(Requirement a) Write out every line of the records in Block 1 below, character for character.

(Supplied text)
++++

Skip to content

Dimensionality Reduction with a Stacked Contractive Autoencoder

Dajana Müller edited this page Feb 23, 2022 · 3 revisions

Stacked Contractive Autoencoder

To overcome resource limitations when training convolutional neural networks, reducing the dimensionality of high dimensional data such as infrared microscopic images is a useful approach. Here, the stacked autoencoder can have N layers, where each layer is trained separately using an autoencoder with one layer at a time. The weights of the trained encoder part is then transfered to a fully connected encoder to perform dimensionality reduction of the whole dataset. To train the autoencoders, a contractive loss is used which is a mean-squared error with an additive regularization term. The penalty term is the Frobenius norm of the Jacobian matrix. It enables to learn a robust representation which is less sensitive to small variations in the data.

Data preparation

To train a stacked contractive autoencoder, only a small percentage of your whole dataset is need. The 3-dimensional data (X height ,Y width ,Z depth ) has to be reshaped to a vector (X height*Y width ,Z depth ), np.ndarray, np.float32. For example if you are working with spectral data your vector has to be reshaped to (X * Y , 427 WN). The data can L2-normalized within the training if wanted.

Example data

import numpy as np
data = np.random.uniform(low=0.001, high=0.0099, size=(1000,427))
val = np.random.uniform(low=0.001, high=0.0099, size=(200,427))
test = np.random.uniform(low=0.001, high=0.0099, size=(200,427))


A minimal guide to train a stacked contractive autoencoder is given below. All weights of each encoder will be saved in the ./logs/ folder. The amount of autoencoders are defined by the number of hidden layers: e.g. hidden_layer = [100, 50, 25] == yields 3 stacked autoencoder (SAE). The first SAE has only one hidden layer of size 100. After training this SAE for num_epochs, the dimensionality of the training data will be reduced to 100 dimensions and serves as the input training data for the second SAE with a hidden layer of size 50 (...).

++++

(Records provided)
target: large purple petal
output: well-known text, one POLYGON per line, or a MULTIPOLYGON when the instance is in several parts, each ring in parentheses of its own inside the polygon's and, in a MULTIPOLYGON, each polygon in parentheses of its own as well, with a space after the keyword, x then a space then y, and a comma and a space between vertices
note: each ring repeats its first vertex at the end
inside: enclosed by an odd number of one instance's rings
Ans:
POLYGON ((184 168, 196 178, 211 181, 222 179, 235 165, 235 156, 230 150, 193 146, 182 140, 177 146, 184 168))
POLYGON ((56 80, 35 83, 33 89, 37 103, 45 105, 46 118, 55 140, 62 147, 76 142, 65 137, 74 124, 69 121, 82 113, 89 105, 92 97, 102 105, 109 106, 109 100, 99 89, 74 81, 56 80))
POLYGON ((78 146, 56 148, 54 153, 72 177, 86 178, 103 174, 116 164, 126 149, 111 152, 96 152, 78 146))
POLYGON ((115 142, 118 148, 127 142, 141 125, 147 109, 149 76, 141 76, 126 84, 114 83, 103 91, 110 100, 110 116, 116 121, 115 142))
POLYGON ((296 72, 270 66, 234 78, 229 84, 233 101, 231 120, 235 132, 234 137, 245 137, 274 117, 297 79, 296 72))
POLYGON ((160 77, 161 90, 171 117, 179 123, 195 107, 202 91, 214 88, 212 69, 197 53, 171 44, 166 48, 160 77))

++++

(Requirement b) From the autoencoder page above, pull out the passage starting with "Data preparation" and going on through "np.random.uniform(low=0.001, high=0.0099, size=(1000,427))", word for word.

(Complete response a)
target: large purple petal
output: well-known text, one POLYGON per line, or a MULTIPOLYGON when the instance is in several parts, each ring in parentheses of its own inside the polygon's and, in a MULTIPOLYGON, each polygon in parentheses of its own as well, with a space after the keyword, x then a space then y, and a comma and a space between vertices
note: each ring repeats its first vertex at the end
inside: enclosed by an odd number of one instance's rings
Ans:
POLYGON ((184 168, 196 178, 211 181, 222 179, 235 165, 235 156, 230 150, 193 146, 182 140, 177 146, 184 168))
POLYGON ((56 80, 35 83, 33 89, 37 103, 45 105, 46 118, 55 140, 62 147, 76 142, 65 137, 74 124, 69 121, 82 113, 89 105, 92 97, 102 105, 109 106, 109 100, 99 89, 74 81, 56 80))
POLYGON ((78 146, 56 148, 54 153, 72 177, 86 178, 103 174, 116 164, 126 149, 111 152, 96 152, 78 146))
POLYGON ((115 142, 118 148, 127 142, 141 125, 147 109, 149 76, 141 76, 126 84, 114 83, 103 91, 110 100, 110 116, 116 121, 115 142))
POLYGON ((296 72, 270 66, 234 78, 229 84, 233 101, 231 120, 235 132, 234 137, 245 137, 274 117, 297 79, 296 72))
POLYGON ((160 77, 161 90, 171 117, 179 123, 195 107, 202 91, 214 88, 212 69, 197 53, 171 44, 166 48, 160 77))

(Complete response b)
Data preparation

To train a stacked contractive autoencoder, only a small percentage of your whole dataset is need. The 3-dimensional data (X height ,Y width ,Z depth ) has to be reshaped to a vector (X height*Y width ,Z depth ), np.ndarray, np.float32. For example if you are working with spectral data your vector has to be reshaped to (X * Y , 427 WN). The data can L2-normalized within the training if wanted.

Example data

import numpy as np
data = np.random.uniform(low=0.001, high=0.0099, size=(1000,427))